EXTRACT PROVIDED:
Creating a Gauge in React

The beginning of our journey finds us in a Gauge.jsx file, with a simple functional React component.

Whenever we create a new <Gauge>, we'll be able to customize it with five props:

• 1.
  value is the current value. This defaults to 50,
• 2.
  min is the minimum value for our metric. This defaults to 0,
• 3.
  max is the maximum value for our metric. This defaults to 100,
• 4.
  label,
• 5.
  units,

Underneath our code, we'll show the output of our component.

Let's start by adding an <svg> component, with a nice pink border so we can see its dimensions.

As we can see, the default size of a <svg> component is 300 pixels wide by 150 pixels tall.

We want our gauge to be 9em wide. This will let our gauge scale with our text, so it will never look disproportionate with the labels that we'll add later.

We can think about the <svg> element as a telescope into another world. Our telescope defaults to a normal zoom level: one unit is the same as one pixel.

But we can zoom our telescope in or out. To set the zoom on our telescope, we'll use the viewBox property.

MATERIAL SUPPLIED:
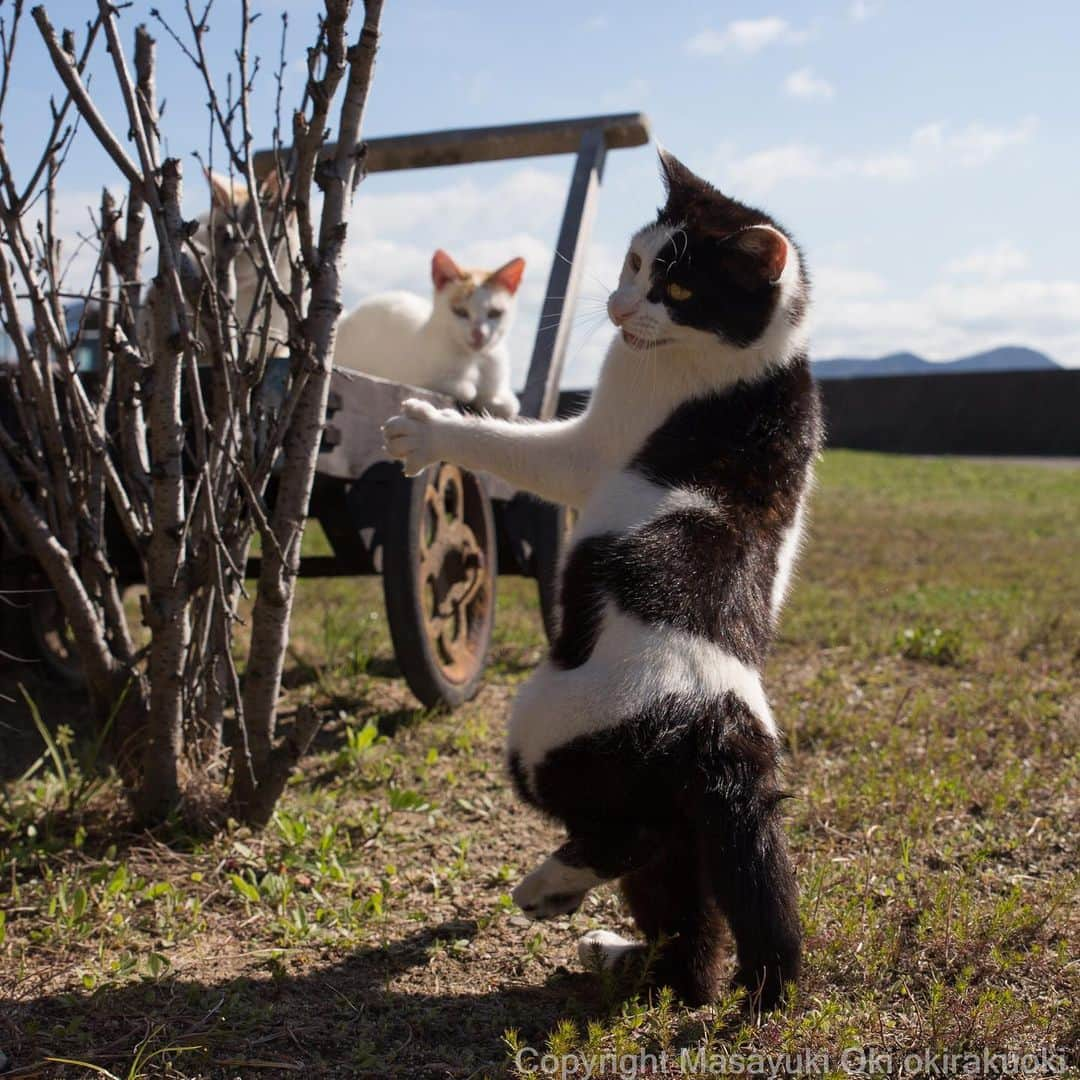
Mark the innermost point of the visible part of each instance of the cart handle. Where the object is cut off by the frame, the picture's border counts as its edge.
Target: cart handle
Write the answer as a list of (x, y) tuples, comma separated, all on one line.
[(468, 145)]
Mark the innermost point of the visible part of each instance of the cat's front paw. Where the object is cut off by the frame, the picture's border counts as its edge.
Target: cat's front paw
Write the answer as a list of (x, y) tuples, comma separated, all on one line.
[(412, 436), (552, 889), (504, 407)]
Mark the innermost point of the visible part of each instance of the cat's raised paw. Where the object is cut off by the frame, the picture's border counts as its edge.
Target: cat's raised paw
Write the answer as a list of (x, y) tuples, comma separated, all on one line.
[(554, 888), (605, 950), (502, 408), (410, 436)]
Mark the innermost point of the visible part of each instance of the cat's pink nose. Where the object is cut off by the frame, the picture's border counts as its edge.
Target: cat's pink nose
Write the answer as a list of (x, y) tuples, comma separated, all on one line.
[(621, 308)]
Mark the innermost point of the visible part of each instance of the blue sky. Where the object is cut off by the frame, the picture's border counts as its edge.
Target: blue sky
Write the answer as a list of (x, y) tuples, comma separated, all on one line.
[(925, 156)]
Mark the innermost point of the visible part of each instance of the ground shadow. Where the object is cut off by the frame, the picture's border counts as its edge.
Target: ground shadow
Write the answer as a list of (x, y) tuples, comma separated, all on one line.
[(57, 703), (340, 1020)]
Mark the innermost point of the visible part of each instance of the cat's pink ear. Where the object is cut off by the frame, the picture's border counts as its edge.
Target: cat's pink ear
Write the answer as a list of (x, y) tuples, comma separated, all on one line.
[(444, 269), (509, 277), (768, 246)]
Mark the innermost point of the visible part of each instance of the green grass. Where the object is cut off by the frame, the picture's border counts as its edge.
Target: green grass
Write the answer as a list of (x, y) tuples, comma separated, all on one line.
[(927, 676)]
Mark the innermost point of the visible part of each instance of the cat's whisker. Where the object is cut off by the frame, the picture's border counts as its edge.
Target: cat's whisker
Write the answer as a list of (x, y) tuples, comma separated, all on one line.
[(591, 274)]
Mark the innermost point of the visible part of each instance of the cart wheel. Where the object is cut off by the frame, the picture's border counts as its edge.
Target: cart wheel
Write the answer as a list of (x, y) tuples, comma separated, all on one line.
[(439, 577), (51, 639), (551, 536)]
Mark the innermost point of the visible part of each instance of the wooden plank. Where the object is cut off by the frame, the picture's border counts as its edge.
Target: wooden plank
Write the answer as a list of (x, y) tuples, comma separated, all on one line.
[(540, 397), (468, 145)]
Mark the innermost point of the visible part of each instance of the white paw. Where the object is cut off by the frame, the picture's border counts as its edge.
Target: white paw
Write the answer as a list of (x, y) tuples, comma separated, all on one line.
[(604, 950), (553, 888), (412, 436)]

PARTS OF THE EXERCISE:
1. Using the React gauge text, answer these:
(a) What is the default value of the min prop?
(b) What is the default size of an <svg> component?
(c) How wide should the gauge be?
2. Resume the React gauge text after its last sentence.

ANSWERS IN ORDER:
1.
(a) 0
(b) 300 pixels wide by 150 pixels tall
(c) 9em

2.
viewBox takes four arguments:

• x and y set the position of the top, left corner of our view box. Changing these values will pan our view.
• width and height set the number of "units" that are visible inside of our view box. Changing these values will zoom our view.

Let's see what different telescope settings would look like for a simple svg with a purple circle at [50, 50], with a radius of 40.

For our gauge, let's simplify our math and focus our telescope on a simple 2 by 1 grid:

If this doesn't make much sense yet, stay tuned and you'll start seeing the benefits very soon.

Alright, let's begin the next phase of our journey:

Drawing arcs in SVG is a complex feat, but we can use our trusty weapon d3.arc(), from the d3-shape library.

d3.arc() will create an arc generator. We can configure our arc generator by calling different methods on it.

Let's look at the parameters we want to use for our arc:

• 1.
  our arc's radius will start at 0.65 and end at 1, ending up 0.35 units wide
• 2.
  our arc will start at -Math.PI / 2 (one quarter turn counterclockwise), and extend to Math.PI / 2 (one quarter turn clockwise)
• 3.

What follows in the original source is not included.